Tâches à réaliser:
**a)** Traduisez en anglais, s'il vous plaît, la phrase suivante de l'extrait sur la loi Renseignement : « C’est une bonne chose qu’on leur donne les moyens légaux de bien faire leur travail : c’est une des conditions de leur efficacité. »
**b)** Indiquez si chacune des affirmations suivantes concorde avec l'extrait, en répondant par oui ou par non et en citant les mots décisifs : (i) deux tiers des Français font confiance au gouvernement ; (ii) la NSA a dépensé 10 milliards de dollars pour espionner les communications du monde entier ; (iii) les boîtes noires sont acceptables.

Que penser du sondage liberté contre sécurité ?

Un nouveau sondage i-Télé / Le Parisien sur la loi Renseignement vient de sortir. En voici le résumé :

Les Français sont favorables à la loi Renseignement parce qu’ils sont convaincus qu’elle sera utile, même si elle risque de les priver de certaines libertés et de menacer leur propre vie privée

  • Pensez-vous que la Loi Renseignement est utile ?
    • Oui : 69 %
    • Non : 30 %
    • Ne sait pas : 1 %
  • Pensez-vous qu’elle remet en question certaines libertés et le respect de la vie privée ?
    • Oui : 68 %
    • Non : 30 %
    • Ne sait pas : 2 %
  • craignez-vous que la loi Renseignement porte atteinte à votre vie privée ?
    • Oui : 45 %
    • Non : 54 %
    • Ne sait pas : 1 %
  • Faites-vous confiance dans le gouvernement pour protéger la vie privée et les libertés des individus ?
    • Oui : 34 %
    • Non : 65 %
    • Ne sait pas : 1 %

Une loi liberticide par un gouvernement en qui on n’a pas confiance

On voit une certain lucidité dans le fait que le gouvernement ne protège ni la vie privée ni les libertés des individus. Deux tiers des Français n’ont pas confiance.

On constate aussi qu’il est clair que la loi remet en question certaines libertés et le respect de la vie privée : plus de deux tiers des Français le pensent.

De l’utilité de la loi

Enfin, les Français pensent que la loi Renseignement est utile. Ce point-là est plus complexe.

Oui, il faut lutter contre le terrorisme

Il n’y a aucun doute, il faut lutter contre le terrorisme. Le terrorisme c’est moins de 30 morts en 5 ans[1], mais il frappe les esprits comme étant quelque chose qui remet en cause notre mode de vie. Il faut lutter contre le terrorisme, il n’y a pas débat. Il reste à savoir comment. Les terroristes combattent notre façon de vivre, notre liberté. Mais céder nos libertés, c’est finalement leur donner ce qu’ils veulent. Gardons cela à l’esprit.

Oui, il faut permettre aux services de renseignement de travailler dans un cadre légal

Pour qu’ils soient efficaces, les agents de renseignement doivent avoir les mains libres pour travailler et la conscience tranquille. C’est une bonne chose qu’on leur donne les moyens légaux de bien faire leur travail : c’est une des conditions de leur efficacité. Il faudra aussi leur donner des ressources humaines et matérielles. Il y a un arbitrage à faire. Quand on voit que la NSA a dépensé 10 milliards de dollars pour espionner les communications du monde entier pour quasiment aucun résultat, on se dit que cet argent aurait pu être utilisé à meilleur escient. Dans l’éducation et la prévention, par exemple.

MAIS les boites noires sont inacceptables

La surveillance de masse, que le projet de loi commence à mettre en place, est toxique pour la démocratie. Voici une prison panoptique : les cellules, en cercle, contiennent des prisonniers. Le gardien, au centre, caché dans sa tour, peut surveiller tout le monde d’un coup d’oeil. Mieux, il peut s’absenter, et les prisonniers, se croyant observés, continueront à se comporter comme le gardien le souhaite.

Données fournies:
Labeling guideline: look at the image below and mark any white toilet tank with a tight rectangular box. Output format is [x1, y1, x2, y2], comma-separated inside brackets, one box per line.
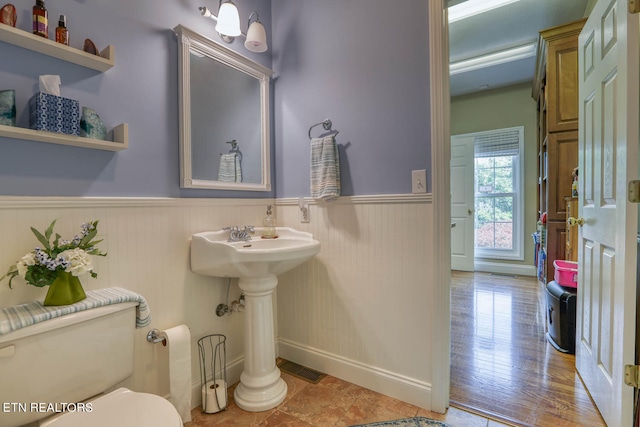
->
[0, 302, 138, 427]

Réponses:
**a)** It is a good thing that they are being given the legal means to do their work well: it is one of the conditions of their effectiveness.

**b)**
(i) Non : « Deux tiers des Français n’ont pas confiance. »
(ii) Oui : « la NSA a dépensé 10 milliards de dollars pour espionner les communications du monde entier »
(iii) Non : « MAIS les boites noires sont inacceptables »